> [Objective] Render all of the following material as a numbered list, one entry per line, leaving out any blank lines.

> [Supplied data]
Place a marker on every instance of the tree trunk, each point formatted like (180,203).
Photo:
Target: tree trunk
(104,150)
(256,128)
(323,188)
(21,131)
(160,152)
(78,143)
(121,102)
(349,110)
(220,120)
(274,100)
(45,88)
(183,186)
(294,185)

> [The response]
1. Place a marker on every instance of the tree trunk, each point formatted like (180,203).
2. Photo:
3. Target: tree trunk
4. (104,150)
5. (256,128)
6. (323,188)
7. (21,131)
8. (160,152)
9. (78,143)
10. (121,102)
11. (349,110)
12. (220,120)
13. (274,100)
14. (45,88)
15. (183,186)
16. (294,185)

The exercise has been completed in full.